The S&P Global Ratings Annual Infrastructure Finance Seminar kicked off last week at Haberdasher’s Hall in the City of London. Journalists, investors, bankers, analysts and politicians alike gathered to engage in two of the most important discussions affecting the UK infrastructure sector today: the ongoing energy transition – from carbon intensive processes such as coal-burning, to cleaner energy resources, such as gas and renewables – and more pressingly, the risks of a British exit, or ‘Brexit’, from the EU.
Susan Gray, S&P’s global head of infrastructure, opened proceedings, welcoming a special guest address from Damian Hinds, MP and Exchequer Secretary to the Treasury. Hinds took to the podium to set out the government’s priorities for approaching the twin challenge of fighting climate change and preserving the country’s energy security at the same time.
Conversation quickly turned to the likely impacts of a Brexit on UK infrastructure development. On one side of the debate was Andrew Hilton, director of the think tank Centre for the Study of Financial Innovation, who suggested that fears over the effects of leaving the EU have been exaggerated and that Britain would unlikely see any great impact, at least within the first few years. On the other side was S&P’s chief economist for EMEA, Jean Michel Six, who explained that macroeconomic turbulence, currency depreciation and a possible sovereign rating downgrade were all strong near-term possibilities following a ‘leave’ vote. In addition, S&P’s managing director of infrastructure finance and head of environmental risk research, Michael Wilkins, discussed findings from a recent S&P survey of 51 institutional investors on the topic.
As a result of Moorgate’s media campaign, the event and its key takeaways were covered across the national and specialist press, including Bloomberg (subscription required), IJGlobal, Environmental Finance (here and here) and BusinessGreen.

........

Tasks and exercises -
1. According to the seminar report, how many institutional investors took part in the recent S&P survey that Michael Wilkins discussed?
2. Duplicate the part of the seminar report starting with "The S&P Global" and going on through "from the EU.".
The records come from a source separate from the seminar report.

........

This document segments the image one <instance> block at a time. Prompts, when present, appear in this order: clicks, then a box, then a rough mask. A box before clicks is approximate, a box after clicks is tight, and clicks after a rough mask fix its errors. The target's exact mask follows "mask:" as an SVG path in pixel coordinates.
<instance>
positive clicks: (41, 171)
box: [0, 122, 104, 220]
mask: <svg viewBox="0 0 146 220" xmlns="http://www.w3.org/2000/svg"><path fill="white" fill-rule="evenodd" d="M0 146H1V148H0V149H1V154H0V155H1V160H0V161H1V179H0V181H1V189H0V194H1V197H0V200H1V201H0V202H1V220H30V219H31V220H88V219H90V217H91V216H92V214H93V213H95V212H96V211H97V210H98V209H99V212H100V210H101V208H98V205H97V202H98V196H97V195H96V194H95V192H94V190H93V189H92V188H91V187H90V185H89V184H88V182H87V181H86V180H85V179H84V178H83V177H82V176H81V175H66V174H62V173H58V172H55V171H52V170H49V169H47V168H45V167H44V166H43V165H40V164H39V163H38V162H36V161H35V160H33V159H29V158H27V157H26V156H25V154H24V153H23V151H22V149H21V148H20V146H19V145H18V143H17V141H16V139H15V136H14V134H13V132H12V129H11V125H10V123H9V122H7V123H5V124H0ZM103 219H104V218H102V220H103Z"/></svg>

........

Problem solutions -
1. 51 institutional investors.

2.
The S&P Global Ratings Annual Infrastructure Finance Seminar kicked off last week at Haberdasher’s Hall in the City of London. Journalists, investors, bankers, analysts and politicians alike gathered to engage in two of the most important discussions affecting the UK infrastructure sector today: the ongoing energy transition – from carbon intensive processes such as coal-burning, to cleaner energy resources, such as gas and renewables – and more pressingly, the risks of a British exit, or ‘Brexit’, from the EU.